[EXERCISE AIM]:
Locate the line containing "dark hair --coords=pixels" in the data below. Reproduce it and every following line up to the end, exactly as given.
## Start INFORMATION SHOWN
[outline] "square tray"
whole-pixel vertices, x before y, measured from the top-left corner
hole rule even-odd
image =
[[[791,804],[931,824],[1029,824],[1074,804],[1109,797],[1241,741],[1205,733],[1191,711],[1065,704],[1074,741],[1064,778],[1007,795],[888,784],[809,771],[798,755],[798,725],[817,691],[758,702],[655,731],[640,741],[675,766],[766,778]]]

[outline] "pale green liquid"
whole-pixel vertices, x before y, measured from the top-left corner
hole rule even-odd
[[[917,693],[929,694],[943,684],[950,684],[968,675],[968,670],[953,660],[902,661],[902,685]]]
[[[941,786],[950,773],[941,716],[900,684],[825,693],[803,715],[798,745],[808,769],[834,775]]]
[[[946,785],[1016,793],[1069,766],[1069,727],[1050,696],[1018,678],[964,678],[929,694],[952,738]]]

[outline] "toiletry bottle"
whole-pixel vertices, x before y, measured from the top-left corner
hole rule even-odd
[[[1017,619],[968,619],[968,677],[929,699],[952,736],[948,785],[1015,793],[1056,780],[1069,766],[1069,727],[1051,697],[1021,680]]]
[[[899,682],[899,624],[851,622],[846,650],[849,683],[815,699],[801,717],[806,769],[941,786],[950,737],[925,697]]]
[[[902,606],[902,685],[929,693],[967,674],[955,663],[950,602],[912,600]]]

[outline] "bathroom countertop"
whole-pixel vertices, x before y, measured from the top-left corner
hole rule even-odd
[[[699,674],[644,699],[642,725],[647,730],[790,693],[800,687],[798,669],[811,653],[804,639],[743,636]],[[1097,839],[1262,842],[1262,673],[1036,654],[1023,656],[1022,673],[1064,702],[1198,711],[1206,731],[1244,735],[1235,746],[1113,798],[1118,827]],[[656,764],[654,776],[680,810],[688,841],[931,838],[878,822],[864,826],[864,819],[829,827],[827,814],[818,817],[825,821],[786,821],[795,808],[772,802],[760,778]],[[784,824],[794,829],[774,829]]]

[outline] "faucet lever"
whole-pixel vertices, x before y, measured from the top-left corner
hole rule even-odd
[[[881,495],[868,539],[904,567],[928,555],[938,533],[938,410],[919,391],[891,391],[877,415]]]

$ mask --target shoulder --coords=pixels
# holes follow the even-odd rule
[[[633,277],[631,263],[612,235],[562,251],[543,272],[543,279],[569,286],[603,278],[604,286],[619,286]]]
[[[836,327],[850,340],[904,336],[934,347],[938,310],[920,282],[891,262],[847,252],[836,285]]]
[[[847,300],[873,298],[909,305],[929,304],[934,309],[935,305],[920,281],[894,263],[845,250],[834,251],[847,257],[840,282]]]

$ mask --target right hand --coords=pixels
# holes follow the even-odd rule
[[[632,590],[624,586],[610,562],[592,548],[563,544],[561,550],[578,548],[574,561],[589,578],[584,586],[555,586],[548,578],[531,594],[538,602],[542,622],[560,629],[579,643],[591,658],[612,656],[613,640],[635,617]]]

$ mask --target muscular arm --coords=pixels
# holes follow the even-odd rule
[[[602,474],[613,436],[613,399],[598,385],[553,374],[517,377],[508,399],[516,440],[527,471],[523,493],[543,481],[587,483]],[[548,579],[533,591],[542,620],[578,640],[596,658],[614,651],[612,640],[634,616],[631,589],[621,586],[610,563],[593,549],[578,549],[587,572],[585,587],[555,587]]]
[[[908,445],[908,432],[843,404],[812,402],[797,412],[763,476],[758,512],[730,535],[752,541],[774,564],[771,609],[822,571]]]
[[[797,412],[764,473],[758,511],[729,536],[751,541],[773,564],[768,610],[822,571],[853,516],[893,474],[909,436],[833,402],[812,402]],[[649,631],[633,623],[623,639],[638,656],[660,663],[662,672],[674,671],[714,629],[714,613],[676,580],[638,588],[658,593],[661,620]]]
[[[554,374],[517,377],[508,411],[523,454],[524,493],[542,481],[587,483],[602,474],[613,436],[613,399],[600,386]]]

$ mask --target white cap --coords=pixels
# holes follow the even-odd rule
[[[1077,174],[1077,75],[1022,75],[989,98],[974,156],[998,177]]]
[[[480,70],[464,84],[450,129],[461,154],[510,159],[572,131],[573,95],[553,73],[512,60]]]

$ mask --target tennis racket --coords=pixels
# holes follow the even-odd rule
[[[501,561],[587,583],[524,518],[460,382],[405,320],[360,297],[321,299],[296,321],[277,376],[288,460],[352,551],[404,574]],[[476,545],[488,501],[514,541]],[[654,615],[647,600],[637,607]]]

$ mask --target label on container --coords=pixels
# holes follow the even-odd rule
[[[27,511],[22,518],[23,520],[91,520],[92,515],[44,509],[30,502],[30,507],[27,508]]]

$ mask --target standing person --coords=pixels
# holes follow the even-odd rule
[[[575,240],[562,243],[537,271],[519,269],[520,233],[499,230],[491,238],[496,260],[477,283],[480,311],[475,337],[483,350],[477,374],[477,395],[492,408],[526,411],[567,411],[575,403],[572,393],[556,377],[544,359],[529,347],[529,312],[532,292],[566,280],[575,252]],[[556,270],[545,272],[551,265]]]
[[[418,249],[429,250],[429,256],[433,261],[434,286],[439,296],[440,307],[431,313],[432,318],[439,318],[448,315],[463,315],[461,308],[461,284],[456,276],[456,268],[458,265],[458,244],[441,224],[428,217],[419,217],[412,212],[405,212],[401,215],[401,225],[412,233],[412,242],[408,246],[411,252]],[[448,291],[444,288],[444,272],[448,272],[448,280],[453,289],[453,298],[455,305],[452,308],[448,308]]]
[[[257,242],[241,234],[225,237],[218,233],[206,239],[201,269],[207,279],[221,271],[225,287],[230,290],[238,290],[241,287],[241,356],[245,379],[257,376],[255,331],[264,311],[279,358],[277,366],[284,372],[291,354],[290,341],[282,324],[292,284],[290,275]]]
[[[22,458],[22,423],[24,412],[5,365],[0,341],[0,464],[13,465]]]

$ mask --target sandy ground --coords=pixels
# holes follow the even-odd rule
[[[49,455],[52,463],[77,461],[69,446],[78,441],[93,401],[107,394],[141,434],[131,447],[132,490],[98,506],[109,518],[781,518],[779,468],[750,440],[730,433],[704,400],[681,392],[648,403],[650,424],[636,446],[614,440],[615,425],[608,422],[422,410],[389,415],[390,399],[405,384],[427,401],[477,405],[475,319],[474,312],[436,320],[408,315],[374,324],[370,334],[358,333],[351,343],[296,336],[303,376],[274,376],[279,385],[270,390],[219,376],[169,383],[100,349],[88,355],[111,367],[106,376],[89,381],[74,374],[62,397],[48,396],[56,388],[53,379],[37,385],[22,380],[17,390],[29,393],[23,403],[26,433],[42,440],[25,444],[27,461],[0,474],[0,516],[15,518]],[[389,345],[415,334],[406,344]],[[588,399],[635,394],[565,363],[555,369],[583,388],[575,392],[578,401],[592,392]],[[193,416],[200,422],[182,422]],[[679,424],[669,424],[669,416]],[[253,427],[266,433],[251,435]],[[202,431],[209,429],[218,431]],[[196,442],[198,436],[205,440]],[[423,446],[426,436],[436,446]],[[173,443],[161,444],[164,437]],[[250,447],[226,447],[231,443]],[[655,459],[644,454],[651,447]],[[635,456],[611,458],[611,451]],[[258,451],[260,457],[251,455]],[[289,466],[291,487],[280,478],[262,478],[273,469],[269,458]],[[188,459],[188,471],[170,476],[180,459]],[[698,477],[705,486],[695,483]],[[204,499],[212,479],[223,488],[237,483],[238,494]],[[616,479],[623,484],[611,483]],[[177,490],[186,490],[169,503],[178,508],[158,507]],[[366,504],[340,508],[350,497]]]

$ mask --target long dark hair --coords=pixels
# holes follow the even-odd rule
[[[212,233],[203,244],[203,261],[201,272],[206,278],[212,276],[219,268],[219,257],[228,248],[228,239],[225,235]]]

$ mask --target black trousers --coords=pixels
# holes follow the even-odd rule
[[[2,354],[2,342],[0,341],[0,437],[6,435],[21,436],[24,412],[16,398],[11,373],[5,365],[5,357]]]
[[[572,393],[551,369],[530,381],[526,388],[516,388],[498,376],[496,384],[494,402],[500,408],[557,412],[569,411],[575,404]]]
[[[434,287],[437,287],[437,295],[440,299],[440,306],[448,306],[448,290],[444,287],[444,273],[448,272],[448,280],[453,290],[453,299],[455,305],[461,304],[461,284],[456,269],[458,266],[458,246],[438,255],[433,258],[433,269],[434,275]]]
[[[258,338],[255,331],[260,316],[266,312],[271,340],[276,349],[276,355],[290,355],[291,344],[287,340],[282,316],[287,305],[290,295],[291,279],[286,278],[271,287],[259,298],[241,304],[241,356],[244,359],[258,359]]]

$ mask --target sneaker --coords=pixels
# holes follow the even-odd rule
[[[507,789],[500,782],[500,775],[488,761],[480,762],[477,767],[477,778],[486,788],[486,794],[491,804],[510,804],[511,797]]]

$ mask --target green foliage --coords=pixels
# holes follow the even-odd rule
## End INFORMATION SHOWN
[EXERCISE RESULT]:
$ mask --target long dark hair --coords=pixels
# holes follow the even-odd rule
[[[212,233],[203,244],[203,261],[201,272],[206,278],[212,276],[219,268],[219,257],[228,248],[228,239],[225,235]]]

$ mask --target black trousers --coords=pixels
# holes follow the even-odd rule
[[[2,354],[2,342],[0,341],[0,437],[6,435],[21,436],[24,412],[16,398],[11,373],[5,365],[5,357]]]
[[[572,393],[551,369],[530,381],[526,388],[516,388],[498,376],[496,384],[494,402],[500,408],[557,412],[569,411],[575,404]]]
[[[434,287],[437,287],[437,295],[440,299],[440,306],[448,306],[448,290],[444,287],[444,273],[448,272],[448,280],[453,290],[453,299],[455,305],[461,304],[461,284],[456,269],[458,266],[458,246],[438,255],[433,258],[433,269],[434,275]]]
[[[258,338],[255,331],[260,316],[266,312],[271,340],[276,349],[276,355],[290,355],[291,344],[287,340],[282,316],[287,305],[290,295],[291,279],[286,278],[271,287],[259,298],[241,304],[241,356],[244,359],[258,359]]]

$ mask --target sneaker --coords=pixels
# holes follow the even-odd rule
[[[507,789],[500,782],[500,775],[488,761],[480,762],[477,767],[477,778],[486,788],[486,794],[491,804],[510,804],[511,797]]]

$ mask --target green foliage --coords=pixels
# holes follow the even-odd rule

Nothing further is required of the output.